## Excerto selecionado
>>>>
Nem se sabe por onde começar. O licenciamento da sua casa em Espinho foi alvo de notícias. Depois, revelou-se que a mesma serve de sede para a empresa familiar que Montenegro criou em 2021, dedicada à consultoria e gestão patrimonial, com a mulher e os filhos – dois deles menores - como sócios. A sua empresa presta serviços de proteção de dados a empresas como a Solverde, cuja Política de Privacidade do site não é revista desde setembro de 2020. Portugal fica com um Primeiro-Ministro que acumula rendimentos pela nomeação e de um grupo de casinos. O culminar da situação? Montenegro faltou à cimeira em Kiev para jogar golfe com o dono da Solverde.

Haverão ilicitudes em alguma parte desta história? Veremos. Mas a moralidade de um líder mede-se não pelo que a lei permite, mas pelo que a ética impõe.

A política como arte do possível, segundo Bismarck, deixou de ser vista como a capacidade de gerir recursos e adaptar-se às circunstâncias do país. Em vez disso, tornou-se apenas a arte de prolongar ao máximo a sobrevivência política – escapou a este cenário António Costa, ao demitir-se no seguimento de um parágrafo da Procuradoria-Geral.

Se Costa entendeu que “a dignidade das funções de primeiro-ministro não é compatível com qualquer suspeição sobre a sua integridade”, o atual Primeiro-Ministro entrou numa espiral de intransigência, permitindo que todos os dias saia mais um facto que o descredibilize e, consequentemente, que destabilize o país. As respostas de Montenegro ao escalabro dos últimos dias estão nos antípodas da postura do seu antecessor.

Em vez de um diálogo aberto, com a humildade de assumir os seus – e apenas seus - erros, opta pela vitimização, recusando críticas, insistindo numa Moção de Confiança para segurar-se a si e ao seu governo. Mas confiança em quê, senhor Primeiro-Ministro? E em quem?

É que o Primeiro-Ministro não governa sozinho. Podia ter contido o dano para si próprio e poupar a imagem institucional do país – mas optou por reunir todos os seus ministros, constituindo-os cúmplices, e assim presenciamos o alcance do seu monólogo sem contraditório. Como coros secundários desta tragédia, repetem uma estratégia de defesa indecente, onde é culpada a oposição pelo escândalo, tentando desviar a atenção das acusações.

Como Creonte, que impôs a sua vontade em nome da ordem, Montenegro resiste. Nenhum político pode alegar surpresa quando as suas decisões e negócios são escrutinados. Quem ambiciona governar deve saber que a confiança pública não se conquista apenas com programas eleitorais, mas também com transparência sobre o seu caráter e os seus interesses – e não há moção de confiança que atenue o dano.

Resta lamentar que estas revelações só surjam agora e não aquando a eleição do líder do PSD. Este ciclo de opacidade e malabarismo só é possível porque a política portuguesa continua refém da falta de transparência. Os partidos têm que ser o filtro, evitando figuras dúbias como Montenegro. Como diz aliás Sófocles, “o tempo revela todas as coisas ocultas e esconde as que eram claras”. O país agradece que deixemos as tragédias gregas fora da política.
<<<<
## Dados da tarefa
>>>>
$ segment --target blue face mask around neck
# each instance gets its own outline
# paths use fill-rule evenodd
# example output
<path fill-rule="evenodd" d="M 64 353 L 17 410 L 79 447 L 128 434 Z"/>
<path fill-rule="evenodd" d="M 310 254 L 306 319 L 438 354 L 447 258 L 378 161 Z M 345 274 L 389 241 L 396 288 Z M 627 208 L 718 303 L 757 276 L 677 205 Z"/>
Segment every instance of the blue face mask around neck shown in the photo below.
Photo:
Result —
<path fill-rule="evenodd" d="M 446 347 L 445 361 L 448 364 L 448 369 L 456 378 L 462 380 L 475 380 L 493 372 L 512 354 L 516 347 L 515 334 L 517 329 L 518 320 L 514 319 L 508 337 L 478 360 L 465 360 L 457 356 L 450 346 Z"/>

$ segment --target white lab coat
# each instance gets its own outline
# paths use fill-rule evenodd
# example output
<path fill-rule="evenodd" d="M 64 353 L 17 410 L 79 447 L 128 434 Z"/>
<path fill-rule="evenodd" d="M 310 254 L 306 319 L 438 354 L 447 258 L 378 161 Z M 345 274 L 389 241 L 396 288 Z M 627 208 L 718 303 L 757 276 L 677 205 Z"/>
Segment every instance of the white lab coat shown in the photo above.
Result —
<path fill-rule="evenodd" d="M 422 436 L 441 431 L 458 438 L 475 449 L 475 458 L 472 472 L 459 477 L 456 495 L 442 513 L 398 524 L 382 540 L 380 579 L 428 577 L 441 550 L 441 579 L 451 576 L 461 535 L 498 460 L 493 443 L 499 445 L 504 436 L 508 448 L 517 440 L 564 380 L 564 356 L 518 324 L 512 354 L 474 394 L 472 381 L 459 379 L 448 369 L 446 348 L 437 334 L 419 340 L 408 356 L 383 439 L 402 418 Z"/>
<<<<
>>>>
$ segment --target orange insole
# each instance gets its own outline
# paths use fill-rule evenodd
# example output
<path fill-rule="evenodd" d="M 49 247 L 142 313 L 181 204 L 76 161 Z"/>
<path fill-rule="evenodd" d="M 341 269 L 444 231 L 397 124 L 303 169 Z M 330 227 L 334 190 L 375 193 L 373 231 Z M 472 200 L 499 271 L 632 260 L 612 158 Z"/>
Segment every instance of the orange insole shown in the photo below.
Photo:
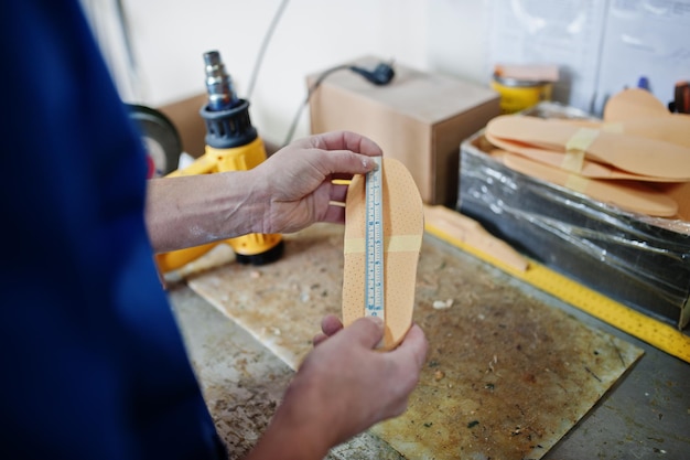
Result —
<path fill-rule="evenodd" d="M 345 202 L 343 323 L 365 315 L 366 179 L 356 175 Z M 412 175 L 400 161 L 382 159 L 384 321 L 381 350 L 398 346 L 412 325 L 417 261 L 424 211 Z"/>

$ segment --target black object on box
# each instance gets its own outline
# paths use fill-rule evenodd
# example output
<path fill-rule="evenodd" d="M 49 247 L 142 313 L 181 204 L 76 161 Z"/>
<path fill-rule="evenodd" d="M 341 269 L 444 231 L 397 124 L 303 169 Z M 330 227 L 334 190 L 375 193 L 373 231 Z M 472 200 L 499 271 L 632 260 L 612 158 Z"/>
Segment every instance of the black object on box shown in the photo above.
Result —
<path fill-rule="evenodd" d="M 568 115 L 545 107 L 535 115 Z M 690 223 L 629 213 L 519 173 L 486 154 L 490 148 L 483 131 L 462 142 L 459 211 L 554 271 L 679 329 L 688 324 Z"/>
<<<<
>>>>
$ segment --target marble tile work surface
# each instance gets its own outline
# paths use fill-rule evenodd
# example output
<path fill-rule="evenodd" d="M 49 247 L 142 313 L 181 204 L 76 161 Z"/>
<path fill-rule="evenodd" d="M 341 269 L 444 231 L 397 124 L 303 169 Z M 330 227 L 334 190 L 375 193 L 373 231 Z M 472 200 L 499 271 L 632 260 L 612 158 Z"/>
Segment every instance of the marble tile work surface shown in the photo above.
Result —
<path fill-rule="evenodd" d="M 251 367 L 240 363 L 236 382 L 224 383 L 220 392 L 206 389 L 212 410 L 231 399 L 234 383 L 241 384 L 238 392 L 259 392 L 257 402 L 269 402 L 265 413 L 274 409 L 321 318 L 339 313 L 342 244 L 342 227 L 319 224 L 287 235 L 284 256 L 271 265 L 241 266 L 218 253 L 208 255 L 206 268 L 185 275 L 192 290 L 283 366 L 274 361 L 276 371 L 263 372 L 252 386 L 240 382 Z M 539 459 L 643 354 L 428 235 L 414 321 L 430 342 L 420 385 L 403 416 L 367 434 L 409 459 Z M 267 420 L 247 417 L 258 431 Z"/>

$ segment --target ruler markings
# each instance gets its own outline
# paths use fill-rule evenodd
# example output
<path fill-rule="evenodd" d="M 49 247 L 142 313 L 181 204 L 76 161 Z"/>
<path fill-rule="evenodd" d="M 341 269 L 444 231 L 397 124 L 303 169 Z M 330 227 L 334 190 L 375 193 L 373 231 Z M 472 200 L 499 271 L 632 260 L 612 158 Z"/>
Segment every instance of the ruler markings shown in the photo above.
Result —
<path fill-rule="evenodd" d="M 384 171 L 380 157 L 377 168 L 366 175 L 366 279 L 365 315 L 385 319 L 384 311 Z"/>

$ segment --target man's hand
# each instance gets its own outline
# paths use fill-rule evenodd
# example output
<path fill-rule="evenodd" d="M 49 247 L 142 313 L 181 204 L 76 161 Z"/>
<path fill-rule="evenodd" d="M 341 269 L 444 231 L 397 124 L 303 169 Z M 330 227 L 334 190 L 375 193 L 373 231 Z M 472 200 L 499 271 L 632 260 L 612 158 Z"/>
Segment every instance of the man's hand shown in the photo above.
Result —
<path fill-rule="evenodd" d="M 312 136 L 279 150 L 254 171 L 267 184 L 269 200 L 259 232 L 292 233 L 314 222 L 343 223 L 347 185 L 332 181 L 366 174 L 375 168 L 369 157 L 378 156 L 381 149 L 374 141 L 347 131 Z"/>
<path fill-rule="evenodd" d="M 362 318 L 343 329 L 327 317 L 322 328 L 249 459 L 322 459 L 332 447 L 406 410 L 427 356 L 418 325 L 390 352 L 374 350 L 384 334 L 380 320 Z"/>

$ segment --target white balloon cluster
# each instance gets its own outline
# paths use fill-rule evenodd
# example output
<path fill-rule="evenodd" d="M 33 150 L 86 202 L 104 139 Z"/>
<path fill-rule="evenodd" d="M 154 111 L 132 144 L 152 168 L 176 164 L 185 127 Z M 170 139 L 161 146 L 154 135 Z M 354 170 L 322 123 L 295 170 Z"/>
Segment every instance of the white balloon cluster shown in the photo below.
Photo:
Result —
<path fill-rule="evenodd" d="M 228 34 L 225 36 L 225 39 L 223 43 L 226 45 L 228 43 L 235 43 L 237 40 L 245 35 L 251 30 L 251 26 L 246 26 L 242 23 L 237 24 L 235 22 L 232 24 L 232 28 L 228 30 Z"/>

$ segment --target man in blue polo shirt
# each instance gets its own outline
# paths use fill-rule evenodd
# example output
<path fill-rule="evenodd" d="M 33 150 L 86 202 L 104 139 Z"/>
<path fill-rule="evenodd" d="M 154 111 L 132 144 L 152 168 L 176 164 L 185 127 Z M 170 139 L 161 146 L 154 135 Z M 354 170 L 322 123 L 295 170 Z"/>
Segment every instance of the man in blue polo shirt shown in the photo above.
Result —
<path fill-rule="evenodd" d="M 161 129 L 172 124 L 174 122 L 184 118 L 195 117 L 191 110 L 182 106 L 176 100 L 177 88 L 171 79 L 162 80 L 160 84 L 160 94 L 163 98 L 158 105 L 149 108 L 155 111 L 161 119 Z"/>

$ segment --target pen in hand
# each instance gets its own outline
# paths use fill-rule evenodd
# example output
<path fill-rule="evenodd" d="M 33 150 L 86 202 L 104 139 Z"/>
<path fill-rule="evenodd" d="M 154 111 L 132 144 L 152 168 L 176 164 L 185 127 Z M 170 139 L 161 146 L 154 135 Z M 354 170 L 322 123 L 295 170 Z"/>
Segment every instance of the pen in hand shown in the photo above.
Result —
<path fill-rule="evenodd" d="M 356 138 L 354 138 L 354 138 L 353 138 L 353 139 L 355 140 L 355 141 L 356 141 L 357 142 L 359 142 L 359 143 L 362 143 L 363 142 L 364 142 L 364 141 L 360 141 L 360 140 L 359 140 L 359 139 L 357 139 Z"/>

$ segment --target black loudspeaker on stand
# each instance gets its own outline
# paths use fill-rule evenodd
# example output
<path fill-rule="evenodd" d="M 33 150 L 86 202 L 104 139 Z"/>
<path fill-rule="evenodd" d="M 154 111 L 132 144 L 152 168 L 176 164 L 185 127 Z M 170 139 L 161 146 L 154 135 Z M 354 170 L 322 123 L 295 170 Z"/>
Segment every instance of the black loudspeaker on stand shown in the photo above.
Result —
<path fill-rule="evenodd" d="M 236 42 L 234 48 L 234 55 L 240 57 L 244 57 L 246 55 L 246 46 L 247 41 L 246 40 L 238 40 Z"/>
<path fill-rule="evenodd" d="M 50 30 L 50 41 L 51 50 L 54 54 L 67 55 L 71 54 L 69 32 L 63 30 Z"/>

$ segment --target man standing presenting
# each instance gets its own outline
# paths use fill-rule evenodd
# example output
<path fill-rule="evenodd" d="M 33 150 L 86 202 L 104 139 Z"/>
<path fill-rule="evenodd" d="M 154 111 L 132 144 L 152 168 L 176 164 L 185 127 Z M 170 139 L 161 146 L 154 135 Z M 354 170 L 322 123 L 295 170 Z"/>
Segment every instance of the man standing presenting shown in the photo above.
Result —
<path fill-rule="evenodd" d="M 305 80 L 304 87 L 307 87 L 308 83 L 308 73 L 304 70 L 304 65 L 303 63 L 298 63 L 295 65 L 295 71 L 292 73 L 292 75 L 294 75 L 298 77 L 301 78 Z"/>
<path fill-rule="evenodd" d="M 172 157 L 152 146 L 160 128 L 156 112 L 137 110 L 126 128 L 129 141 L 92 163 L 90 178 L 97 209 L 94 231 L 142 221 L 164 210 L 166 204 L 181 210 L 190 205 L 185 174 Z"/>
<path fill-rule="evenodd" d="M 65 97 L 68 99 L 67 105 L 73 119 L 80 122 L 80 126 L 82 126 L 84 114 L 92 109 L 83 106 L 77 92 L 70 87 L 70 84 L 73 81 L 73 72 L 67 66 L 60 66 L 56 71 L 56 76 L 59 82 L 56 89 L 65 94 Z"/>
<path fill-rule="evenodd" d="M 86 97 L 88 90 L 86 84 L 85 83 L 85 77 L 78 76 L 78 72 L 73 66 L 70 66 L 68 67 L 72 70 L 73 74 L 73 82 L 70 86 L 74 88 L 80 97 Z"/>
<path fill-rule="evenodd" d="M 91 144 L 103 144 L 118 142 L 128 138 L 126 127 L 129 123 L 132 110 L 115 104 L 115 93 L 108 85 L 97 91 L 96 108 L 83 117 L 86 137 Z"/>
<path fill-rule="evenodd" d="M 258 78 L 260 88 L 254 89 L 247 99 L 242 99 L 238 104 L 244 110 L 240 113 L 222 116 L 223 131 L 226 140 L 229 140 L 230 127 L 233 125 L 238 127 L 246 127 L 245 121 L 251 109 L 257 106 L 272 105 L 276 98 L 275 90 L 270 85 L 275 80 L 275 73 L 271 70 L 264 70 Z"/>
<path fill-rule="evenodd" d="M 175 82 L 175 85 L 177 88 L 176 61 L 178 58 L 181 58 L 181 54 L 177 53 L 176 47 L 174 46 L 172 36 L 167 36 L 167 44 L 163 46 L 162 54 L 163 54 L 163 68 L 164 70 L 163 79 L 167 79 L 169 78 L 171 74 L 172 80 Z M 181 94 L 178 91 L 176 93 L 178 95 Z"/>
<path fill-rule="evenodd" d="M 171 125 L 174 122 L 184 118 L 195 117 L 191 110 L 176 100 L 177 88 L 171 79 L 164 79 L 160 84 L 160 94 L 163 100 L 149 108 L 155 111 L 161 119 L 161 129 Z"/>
<<<<
## Lista de tarefas
1. Transcreva do excerto sobre Montenegro o trecho que começa em "É que o Primeiro-Ministro" e segue até "atenue o dano.".
2. Multiplique por 0,9 todas as coordenadas das respostas nas entradas, da linha com "--target ruler markings" até à linha com "228 34 L 225", ambas incluídas, e arredonde-as a números inteiros, com as metades arredondadas para cima. Apresente de novo só essas linhas, com os pedidos incluídos.
O excerto e as entradas provêm de fontes distintas.

## Respostas às tarefas
1.
É que o Primeiro-Ministro não governa sozinho. Podia ter contido o dano para si próprio e poupar a imagem institucional do país – mas optou por reunir todos os seus ministros, constituindo-os cúmplices, e assim presenciamos o alcance do seu monólogo sem contraditório. Como coros secundários desta tragédia, repetem uma estratégia de defesa indecente, onde é culpada a oposição pelo escândalo, tentando desviar a atenção das acusações.

Como Creonte, que impôs a sua vontade em nome da ordem, Montenegro resiste. Nenhum político pode alegar surpresa quando as suas decisões e negócios são escrutinados. Quem ambiciona governar deve saber que a confiança pública não se conquista apenas com programas eleitorais, mas também com transparência sobre o seu caráter e os seus interesses – e não há moção de confiança que atenue o dano.

2.
$ segment --target ruler markings
# each instance gets its own outline
# paths use fill-rule evenodd
# example output
<path fill-rule="evenodd" d="M 49 247 L 142 313 L 181 204 L 76 161 Z"/>
<path fill-rule="evenodd" d="M 341 269 L 444 231 L 397 124 L 303 169 Z M 330 227 L 334 190 L 375 193 L 373 231 Z M 472 200 L 499 271 L 632 260 L 612 158 Z"/>
Segment every instance of the ruler markings shown in the photo above.
Result —
<path fill-rule="evenodd" d="M 346 154 L 342 141 L 339 151 L 329 158 L 329 251 L 329 284 L 347 287 L 346 280 Z"/>

$ segment --target man's hand
# each instance gets its own outline
# paths use fill-rule evenodd
# example output
<path fill-rule="evenodd" d="M 49 247 L 142 313 L 181 204 L 76 161 Z"/>
<path fill-rule="evenodd" d="M 341 269 L 444 231 L 397 124 L 303 169 Z M 330 227 L 334 190 L 375 193 L 373 231 Z M 472 200 L 499 271 L 632 260 L 612 158 Z"/>
Segment every instance of the man's hand shown in the photo above.
Result —
<path fill-rule="evenodd" d="M 281 122 L 251 135 L 229 154 L 240 166 L 242 180 L 233 209 L 263 210 L 283 200 L 309 201 L 312 167 L 299 163 L 329 157 L 338 151 L 332 141 L 340 140 L 343 134 L 337 127 L 312 118 Z"/>
<path fill-rule="evenodd" d="M 326 286 L 309 296 L 294 285 L 290 295 L 224 413 L 290 413 L 299 402 L 365 369 L 384 320 L 376 293 L 351 317 L 337 315 L 346 301 L 342 288 Z"/>

$ segment --target white balloon cluster
# each instance gets its own outline
# paths use fill-rule evenodd
# example output
<path fill-rule="evenodd" d="M 33 150 L 86 202 L 104 139 Z"/>
<path fill-rule="evenodd" d="M 154 111 L 132 144 L 152 168 L 176 164 L 185 127 Z M 170 139 L 161 146 L 154 135 Z M 354 170 L 322 123 L 295 170 Z"/>
Segment every instance of the white balloon cluster shown in the photo below.
Photo:
Result —
<path fill-rule="evenodd" d="M 205 31 L 203 32 L 203 35 L 201 39 L 203 41 L 205 39 L 212 39 L 213 36 L 221 32 L 226 27 L 226 23 L 221 23 L 218 21 L 213 22 L 212 20 L 209 22 L 209 25 L 205 27 Z"/>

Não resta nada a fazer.